▶ Reading text
----------

Dwayne A. Williams was convicted of felony murder and possession of a firearm by a convicted felon, and sentenced to life and five consecutive years in prison. 1
In this appeal, which follows the denial of his motion for a new trial, Williams primarily asserts that he was denied effective assistance of counsel.
Viewing the evidence in a light favorable to the prosecution, we find the following: Williams, the victim, and seven or eight others, were playing cards and dice, drinking alcohol and smoking marijuana, at Williams' father's house. An argument erupted between the victim and some others. Williams joined in and tussled with the victim. Several members of the group tried to escort the victim out of the house. In the meantime, Williams went around the house and confronted the victim at the front door. Williams shot at the victim and shots were exchanged. The victim suffered ten bullet wounds, some of which were in his back.
1. In order to prevail on a claim of ineffective assistance of counsel, a defendant must show that his counsel's performance was deficient and that the deficient performance was prejudicial to the defense. Smith v. Francis, 253 Ga. 782
, 783 (325 SE2d 362
) (1985) (citing Strickland v. Washington, 466 U. S. 668 (104 SC 2052, 80 LE2d 674) (1984)). To meet the first prong of this test, a defendant must overcome the "strong presumption" that his counsel's performance fell within a "wide range of reasonable professional conduct" and his counsel's decisions were "made in the exercise of reasonable professional judgment." Id. The inquiry focuses on the reasonableness of counsel's conduct from counsel's perspective at the time of trial and under the circumstances of the case. Id. at 784.

----------

▶ Dataset extract
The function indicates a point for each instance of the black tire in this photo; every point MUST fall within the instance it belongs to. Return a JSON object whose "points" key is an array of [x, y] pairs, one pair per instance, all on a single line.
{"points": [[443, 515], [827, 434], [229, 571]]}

----------

▶ Challenge A
Extract from the court opinion the passage from "1. In order" up to and including "Id. at 784.", copying it exactly.
▶ Challenge B
According to the court opinion, how many bullet wounds did the victim suffer?

▶ Response A
1. In order to prevail on a claim of ineffective assistance of counsel, a defendant must show that his counsel's performance was deficient and that the deficient performance was prejudicial to the defense. Smith v. Francis, 253 Ga. 782
, 783 (325 SE2d 362
) (1985) (citing Strickland v. Washington, 466 U. S. 668 (104 SC 2052, 80 LE2d 674) (1984)). To meet the first prong of this test, a defendant must overcome the "strong presumption" that his counsel's performance fell within a "wide range of reasonable professional conduct" and his counsel's decisions were "made in the exercise of reasonable professional judgment." Id. The inquiry focuses on the reasonableness of counsel's conduct from counsel's perspective at the time of trial and under the circumstances of the case. Id. at 784.

▶ Response B
The victim suffered ten bullet wounds.